> Source text

DOI: 10.1002/alz.075840 ISSN: 1552-5260

A human stem cell model of development and pathology of basal forebrain cholinergic neurons

Jose Martinez, Ke Xu, Anita Bhattacharyya
  • Psychiatry and Mental health
  • Cellular and Molecular Neuroscience
  • Geriatrics and Gerontology
  • Neurology (clinical)
  • Developmental Neuroscience
  • Health Policy
  • Epidemiology



Basal forebrain cholinergic neurons (BFCNs) in the nucleus basalis regulate attention, memory, learning and processing of information related to cognitive function throughout the lifespan. Degeneration of BFCNs is strongly correlated with cognitive function and degeneration of the BFCN projection system is an early event in Alzheimer’s disease (AD) pathogenesis and in Down syndrome (DS, trisomy 21) that is characterized by intellectual impairment at birth and AD pathology in middle age. Understanding the vulnerability of BFCN neurons will help us understand the underlying mechanisms of neurodegeneration in both AD and DS.


We generated BFCNs from trisomy 21 induced pluripotent stem cells (iPSCs) and isogenic controls through addition of morphogens and growth factors following developmental principles. The efficiency of the protocol was assessed through immunofluorescence for choline acetyl transferase (ChAT).

> Required action 1
In the abstract on basal forebrain cholinergic neurons, what was used to assess the efficiency of the protocol?
> Required action 2
Carry on the abstract on basal forebrain cholinergic neurons from its final sentence.

> Given information
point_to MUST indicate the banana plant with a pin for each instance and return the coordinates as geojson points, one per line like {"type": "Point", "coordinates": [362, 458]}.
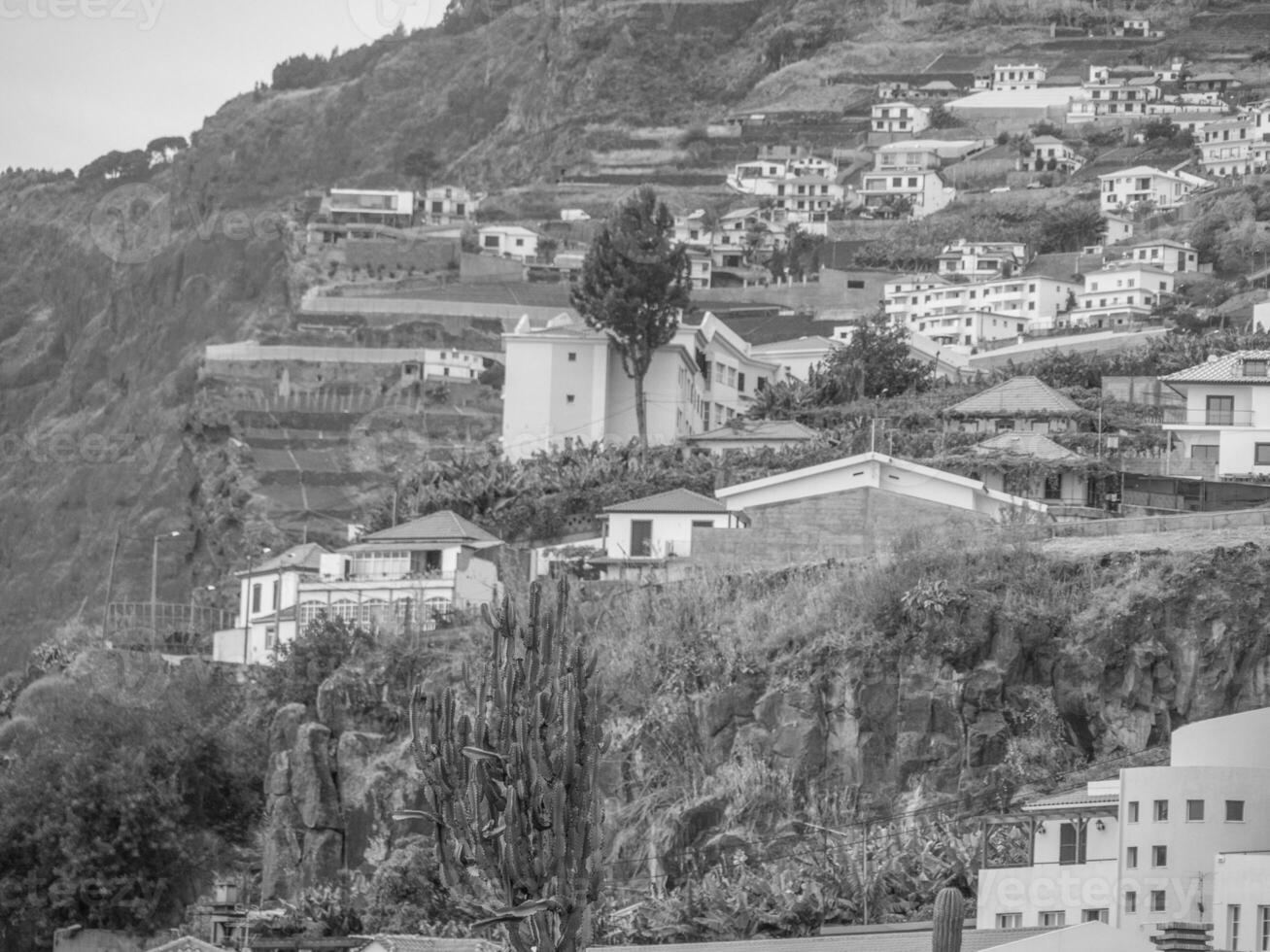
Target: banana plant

> Written response 1
Immunofluorescence for choline acetyl transferase (ChAT).

> Written response 2
We established a protocol to generate BFCNs from control and trisomy 21 iPSCs through a stepwise process of 1) ventralization of neural progenitors with SHH or SHH agonist, 2) regulation of LHX8 expression with NGF and, 3) regulation of ISLET1 expression and BFCN survival with BMP9. The protocol generated approximately 60% BFCNs from both trisomy 21 and control iPSCs.


Few differentiation protocols have been established to derive BFCNs from iPSCs. Our iPSC model enables analysis of pathological markers, identification of disrupted molecular pathways, manipulation of conditions to affect neurodegeneration and screening of potential therapeutics in human BFCNs.